[start]

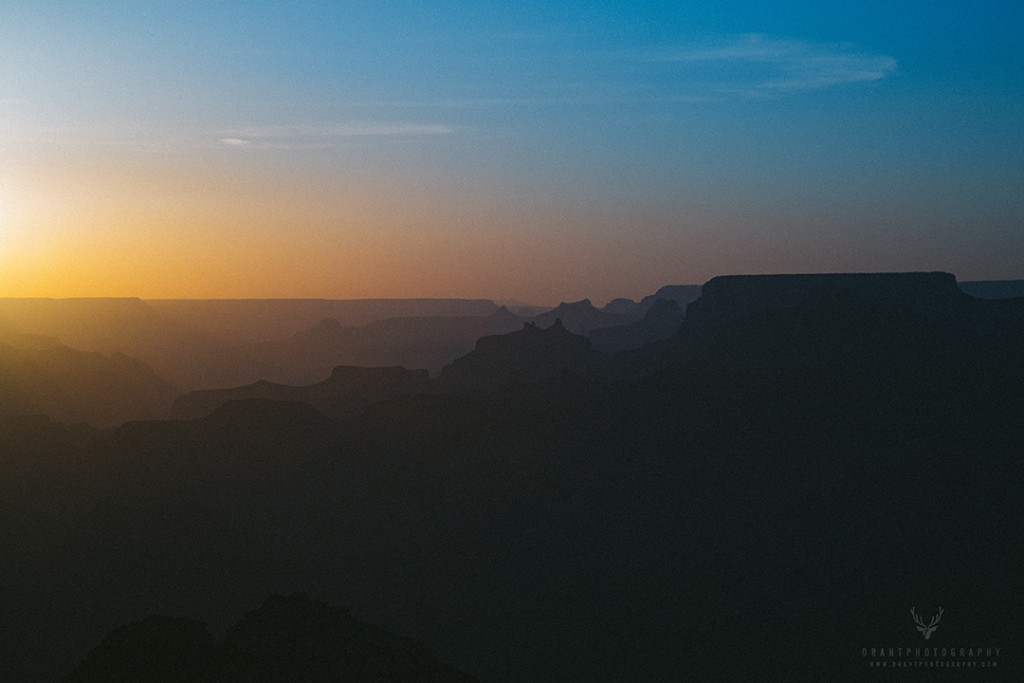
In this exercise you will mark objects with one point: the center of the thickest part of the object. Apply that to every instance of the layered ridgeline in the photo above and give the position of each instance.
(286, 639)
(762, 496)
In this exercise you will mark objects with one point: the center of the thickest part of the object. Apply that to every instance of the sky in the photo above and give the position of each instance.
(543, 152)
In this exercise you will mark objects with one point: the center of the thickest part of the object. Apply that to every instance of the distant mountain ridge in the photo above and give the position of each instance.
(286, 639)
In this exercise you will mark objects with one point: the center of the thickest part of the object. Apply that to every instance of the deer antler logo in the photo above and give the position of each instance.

[end]

* INSTRUCTION *
Please turn all the items above into a numbered list with one line per number, dropping any blank lines and leaving the pictures out.

* THE ANSWER *
1. In this exercise you will mark objects with one point: the center of the thickest part of the object. Apply that to every instance of the layered ridgeline in the photo above and give the position of each instance.
2. (286, 639)
3. (762, 496)
4. In this exercise you will mark objects with one point: the center of the thickest part of the object. Apply that to every instance of the sky in the photo above and give the position of each instance.
5. (543, 152)
6. In this exercise you will mark objects with one point: the center of the thickest part of the object. Apply that to every instance of the distant mountain ridge in the photo above and give the position of each instance.
7. (286, 639)
8. In this exercise you will mark objects with one point: the center of the thickest part of the object. Apply that to every instance of the deer antler logo in the photo above and give the position of each instance.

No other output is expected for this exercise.